[Given exercise]
Starting at the line that contains "Note to the class: mark the front" and ending with the final line of the items below, write out every line again, requests included. Lower each coordinate in the answers by 125, and leave the sample coordinates in the requests unchanged.

####

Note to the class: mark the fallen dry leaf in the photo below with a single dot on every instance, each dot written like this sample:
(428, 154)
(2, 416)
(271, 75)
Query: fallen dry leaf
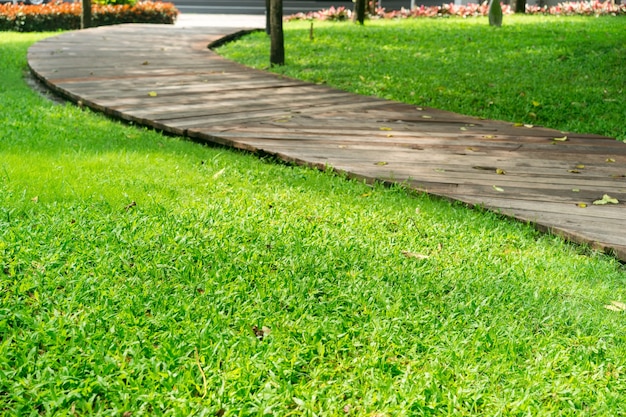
(606, 199)
(262, 332)
(619, 304)
(414, 255)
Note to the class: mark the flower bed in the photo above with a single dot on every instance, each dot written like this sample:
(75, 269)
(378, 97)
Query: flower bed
(67, 16)
(594, 8)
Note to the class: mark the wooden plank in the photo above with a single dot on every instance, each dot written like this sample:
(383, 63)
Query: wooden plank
(207, 98)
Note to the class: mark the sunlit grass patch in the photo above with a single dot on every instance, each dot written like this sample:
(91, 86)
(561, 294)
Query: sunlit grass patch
(135, 268)
(565, 73)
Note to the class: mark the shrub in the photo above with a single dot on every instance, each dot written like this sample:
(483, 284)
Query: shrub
(66, 16)
(587, 8)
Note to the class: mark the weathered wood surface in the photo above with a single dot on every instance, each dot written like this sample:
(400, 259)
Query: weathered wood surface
(165, 77)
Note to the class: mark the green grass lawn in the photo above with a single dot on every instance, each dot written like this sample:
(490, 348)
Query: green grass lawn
(564, 73)
(134, 266)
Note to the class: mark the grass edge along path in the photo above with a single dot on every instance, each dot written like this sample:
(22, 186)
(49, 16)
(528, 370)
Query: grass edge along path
(563, 73)
(135, 266)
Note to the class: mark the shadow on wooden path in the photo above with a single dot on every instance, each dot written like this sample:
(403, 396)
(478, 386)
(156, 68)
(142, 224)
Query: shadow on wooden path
(166, 78)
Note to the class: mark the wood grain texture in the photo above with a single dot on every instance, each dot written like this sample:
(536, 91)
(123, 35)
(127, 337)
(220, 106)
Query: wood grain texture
(166, 77)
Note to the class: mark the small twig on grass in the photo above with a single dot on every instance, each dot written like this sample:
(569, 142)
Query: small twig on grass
(204, 382)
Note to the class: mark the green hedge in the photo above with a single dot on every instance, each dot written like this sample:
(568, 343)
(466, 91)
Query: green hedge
(66, 16)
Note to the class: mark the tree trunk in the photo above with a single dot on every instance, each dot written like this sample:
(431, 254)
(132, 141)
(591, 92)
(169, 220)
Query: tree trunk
(85, 17)
(359, 11)
(495, 13)
(277, 51)
(268, 8)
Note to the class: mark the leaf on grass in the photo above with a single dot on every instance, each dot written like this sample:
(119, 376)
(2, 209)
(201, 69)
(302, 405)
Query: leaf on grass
(261, 333)
(219, 173)
(414, 255)
(619, 304)
(616, 306)
(606, 199)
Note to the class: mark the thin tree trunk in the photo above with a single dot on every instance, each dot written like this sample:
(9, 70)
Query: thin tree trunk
(268, 8)
(277, 52)
(359, 11)
(85, 17)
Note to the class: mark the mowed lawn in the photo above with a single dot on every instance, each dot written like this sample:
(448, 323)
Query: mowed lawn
(145, 275)
(566, 73)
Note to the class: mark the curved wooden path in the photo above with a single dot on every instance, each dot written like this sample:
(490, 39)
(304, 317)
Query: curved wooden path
(166, 77)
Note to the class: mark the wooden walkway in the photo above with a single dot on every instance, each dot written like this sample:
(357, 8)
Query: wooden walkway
(166, 78)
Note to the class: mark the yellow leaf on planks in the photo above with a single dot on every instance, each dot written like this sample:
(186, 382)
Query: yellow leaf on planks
(606, 199)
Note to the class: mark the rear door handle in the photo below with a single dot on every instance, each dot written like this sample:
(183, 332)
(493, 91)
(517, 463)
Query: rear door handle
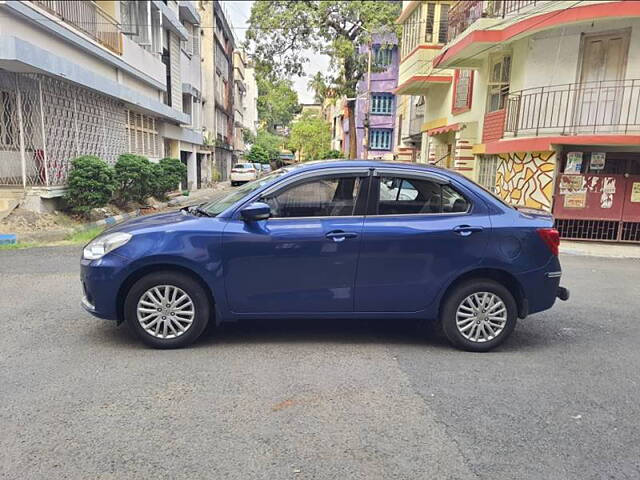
(340, 236)
(466, 230)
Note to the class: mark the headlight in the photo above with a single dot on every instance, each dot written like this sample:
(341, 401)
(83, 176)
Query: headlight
(104, 244)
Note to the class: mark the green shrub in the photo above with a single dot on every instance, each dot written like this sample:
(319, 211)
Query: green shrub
(91, 184)
(135, 178)
(330, 154)
(168, 174)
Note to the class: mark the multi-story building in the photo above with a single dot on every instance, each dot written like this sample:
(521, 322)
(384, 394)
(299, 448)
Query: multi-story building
(251, 100)
(106, 78)
(539, 101)
(245, 102)
(218, 85)
(375, 109)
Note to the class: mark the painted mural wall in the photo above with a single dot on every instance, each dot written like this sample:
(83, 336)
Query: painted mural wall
(526, 178)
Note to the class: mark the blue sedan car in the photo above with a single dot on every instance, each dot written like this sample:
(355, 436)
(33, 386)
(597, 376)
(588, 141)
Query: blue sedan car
(339, 239)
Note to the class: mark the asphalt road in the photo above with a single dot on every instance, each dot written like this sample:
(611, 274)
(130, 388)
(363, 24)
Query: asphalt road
(80, 399)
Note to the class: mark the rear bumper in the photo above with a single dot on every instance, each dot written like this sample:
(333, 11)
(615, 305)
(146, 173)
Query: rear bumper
(542, 287)
(563, 293)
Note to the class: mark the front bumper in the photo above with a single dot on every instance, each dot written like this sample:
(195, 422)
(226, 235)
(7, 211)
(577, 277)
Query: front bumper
(101, 282)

####

[Response to this task]
Note to the class: mark the front bumper in the photo above with a single dot on every instance, each dot written like this sample:
(195, 422)
(226, 235)
(7, 211)
(577, 277)
Query: front bumper
(-24, 157)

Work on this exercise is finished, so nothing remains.